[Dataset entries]
____
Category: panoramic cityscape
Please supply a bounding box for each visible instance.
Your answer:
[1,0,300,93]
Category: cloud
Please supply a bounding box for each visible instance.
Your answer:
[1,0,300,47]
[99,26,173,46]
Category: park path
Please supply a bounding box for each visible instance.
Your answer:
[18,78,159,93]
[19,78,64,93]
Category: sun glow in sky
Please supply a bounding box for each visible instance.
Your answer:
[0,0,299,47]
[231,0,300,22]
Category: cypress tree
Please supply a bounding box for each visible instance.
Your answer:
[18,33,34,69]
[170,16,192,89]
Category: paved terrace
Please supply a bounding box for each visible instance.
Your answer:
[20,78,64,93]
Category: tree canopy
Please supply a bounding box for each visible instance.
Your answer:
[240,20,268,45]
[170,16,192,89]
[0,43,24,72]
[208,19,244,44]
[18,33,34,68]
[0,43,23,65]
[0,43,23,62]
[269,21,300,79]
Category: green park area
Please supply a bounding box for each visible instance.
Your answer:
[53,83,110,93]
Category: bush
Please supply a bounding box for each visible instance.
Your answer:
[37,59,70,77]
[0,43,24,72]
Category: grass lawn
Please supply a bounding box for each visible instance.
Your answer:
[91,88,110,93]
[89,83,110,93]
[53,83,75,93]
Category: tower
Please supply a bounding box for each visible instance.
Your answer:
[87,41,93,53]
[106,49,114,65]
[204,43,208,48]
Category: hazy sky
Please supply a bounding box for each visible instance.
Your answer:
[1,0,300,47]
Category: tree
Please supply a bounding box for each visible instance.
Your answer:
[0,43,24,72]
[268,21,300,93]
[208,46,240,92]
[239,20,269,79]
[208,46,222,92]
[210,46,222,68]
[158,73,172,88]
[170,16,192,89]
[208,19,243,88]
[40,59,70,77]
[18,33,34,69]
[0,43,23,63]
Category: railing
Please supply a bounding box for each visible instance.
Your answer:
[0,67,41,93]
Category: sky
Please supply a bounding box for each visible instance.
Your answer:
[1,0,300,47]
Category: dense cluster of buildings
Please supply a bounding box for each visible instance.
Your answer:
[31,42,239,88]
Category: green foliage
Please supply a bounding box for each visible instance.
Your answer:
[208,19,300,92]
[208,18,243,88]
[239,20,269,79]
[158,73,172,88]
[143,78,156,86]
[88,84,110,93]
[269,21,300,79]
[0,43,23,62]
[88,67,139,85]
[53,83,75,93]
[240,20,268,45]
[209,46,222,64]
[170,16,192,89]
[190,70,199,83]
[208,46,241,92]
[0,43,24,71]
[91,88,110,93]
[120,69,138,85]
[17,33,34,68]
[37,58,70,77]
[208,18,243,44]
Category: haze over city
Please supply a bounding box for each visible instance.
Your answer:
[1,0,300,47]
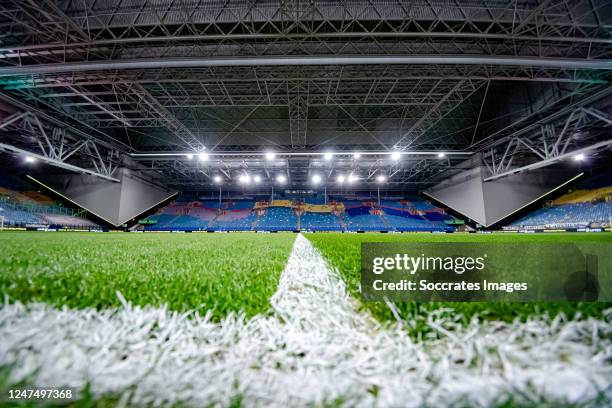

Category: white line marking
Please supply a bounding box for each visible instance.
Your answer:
[1,234,611,407]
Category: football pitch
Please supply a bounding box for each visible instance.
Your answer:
[1,231,611,407]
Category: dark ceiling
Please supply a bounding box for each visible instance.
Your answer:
[0,0,611,190]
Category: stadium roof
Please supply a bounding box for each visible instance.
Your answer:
[0,1,611,190]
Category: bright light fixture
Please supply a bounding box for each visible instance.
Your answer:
[337,174,345,183]
[437,152,446,158]
[348,174,358,184]
[213,175,222,184]
[324,152,334,161]
[239,174,250,184]
[376,174,387,183]
[353,152,362,159]
[265,151,276,160]
[254,175,262,183]
[277,174,287,184]
[312,174,322,184]
[186,154,194,160]
[198,152,209,161]
[391,151,401,161]
[573,153,585,161]
[24,156,36,163]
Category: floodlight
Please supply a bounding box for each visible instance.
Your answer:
[213,175,222,184]
[239,174,250,184]
[376,174,387,183]
[348,174,358,184]
[337,175,346,183]
[324,152,334,161]
[254,175,262,183]
[353,152,362,159]
[312,174,322,184]
[198,152,209,161]
[186,154,194,160]
[573,153,585,161]
[437,152,446,158]
[391,151,401,161]
[265,151,276,160]
[24,156,36,163]
[277,174,287,184]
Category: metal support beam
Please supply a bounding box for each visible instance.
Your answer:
[0,142,120,182]
[1,55,611,77]
[393,80,485,150]
[484,139,612,181]
[0,110,122,182]
[482,106,612,181]
[287,80,309,147]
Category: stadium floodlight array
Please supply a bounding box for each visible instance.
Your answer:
[174,150,460,162]
[376,175,387,183]
[276,174,287,184]
[24,155,36,163]
[213,175,222,184]
[311,174,322,184]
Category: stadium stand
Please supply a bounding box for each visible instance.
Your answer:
[255,207,298,231]
[506,175,612,230]
[0,176,98,228]
[140,194,457,232]
[300,212,343,231]
[345,213,390,231]
[209,209,255,231]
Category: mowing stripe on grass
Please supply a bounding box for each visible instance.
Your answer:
[1,235,611,407]
[0,232,295,319]
[307,232,612,333]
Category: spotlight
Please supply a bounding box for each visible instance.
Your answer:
[353,152,362,159]
[437,152,446,158]
[265,151,276,160]
[348,174,358,184]
[213,175,222,184]
[312,174,322,184]
[376,174,387,183]
[277,174,287,184]
[254,175,262,183]
[324,152,334,161]
[391,151,401,161]
[186,154,194,160]
[24,156,36,163]
[198,152,209,161]
[239,174,250,184]
[573,153,585,161]
[337,175,346,183]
____
**Exercise**
Search the entries for the word "grass", then copy every line in which it is found.

**Reply**
Category: grass lawn
Category: mowing stripe on grass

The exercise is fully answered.